* [Assignment]:
Take the line with "Exercise. Point out each instance of the marina" and the rest of the lines after it, to the end of the entries, and restate them exactly.

Stored data entries:

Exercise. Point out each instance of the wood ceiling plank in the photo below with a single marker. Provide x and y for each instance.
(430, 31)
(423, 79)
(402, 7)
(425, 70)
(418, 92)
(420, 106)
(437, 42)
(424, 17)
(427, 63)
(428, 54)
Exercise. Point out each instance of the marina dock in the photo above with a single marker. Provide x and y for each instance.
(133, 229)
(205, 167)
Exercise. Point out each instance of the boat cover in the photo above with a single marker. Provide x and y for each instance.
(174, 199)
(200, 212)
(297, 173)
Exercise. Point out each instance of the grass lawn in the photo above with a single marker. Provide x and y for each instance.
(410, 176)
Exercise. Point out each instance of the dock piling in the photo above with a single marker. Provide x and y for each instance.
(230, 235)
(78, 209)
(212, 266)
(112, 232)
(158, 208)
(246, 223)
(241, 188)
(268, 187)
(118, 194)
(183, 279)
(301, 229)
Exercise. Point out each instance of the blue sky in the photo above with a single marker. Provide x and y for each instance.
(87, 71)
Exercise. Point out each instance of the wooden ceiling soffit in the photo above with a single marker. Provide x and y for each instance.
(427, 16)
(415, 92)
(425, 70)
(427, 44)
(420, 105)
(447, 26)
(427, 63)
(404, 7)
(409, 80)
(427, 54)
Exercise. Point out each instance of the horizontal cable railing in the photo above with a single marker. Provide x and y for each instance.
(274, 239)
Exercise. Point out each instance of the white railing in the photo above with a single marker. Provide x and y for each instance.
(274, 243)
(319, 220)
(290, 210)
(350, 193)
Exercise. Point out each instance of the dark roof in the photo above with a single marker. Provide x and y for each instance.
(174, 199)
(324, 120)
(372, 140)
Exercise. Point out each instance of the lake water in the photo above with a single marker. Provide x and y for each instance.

* [Response for this exercise]:
Exercise. Point out each instance of the marina dock in the photo above with a single marker. Provide x and y for each instance.
(133, 229)
(205, 167)
Exercise. Point out each instance of the boat cover in the photo above with a single marker. Provide x and y for each instance.
(174, 199)
(200, 212)
(297, 173)
Exercise. Point out each instance of the grass lawn in the photo above with a single marker. Provide x and y for each instance.
(410, 176)
Exercise. Point out each instance of the dock piling in the photo above with a single marker. Provide x and y for each instance.
(230, 235)
(78, 209)
(212, 266)
(112, 232)
(158, 208)
(246, 223)
(241, 188)
(268, 187)
(118, 194)
(183, 279)
(301, 229)
Exercise. Point out each instance of the blue sky in the photo above with a single marker. Provide x and y for each instance.
(87, 71)
Exercise. Point out each instance of the wooden ceiling soffit in the photo above with a single marker. Provide x and y for each instance.
(427, 16)
(415, 92)
(425, 70)
(427, 44)
(420, 105)
(447, 26)
(427, 63)
(404, 7)
(409, 80)
(427, 54)
Exercise. Point out each instance of the horizontal cable railing in the photo above with a single marker. Provide x and y for each instance.
(274, 239)
Exercise. Point out each instance of the white railing in the photo above with a single marker. Provide x and y for each instance.
(274, 243)
(319, 220)
(290, 210)
(350, 193)
Exercise. Point out each instance of the dark roof in the photo above with a single marker. Provide x and y for each instance.
(174, 199)
(324, 120)
(372, 140)
Exercise. Point out each instance of the lake water in the photo above with a single marker. Provide x and y for each instance.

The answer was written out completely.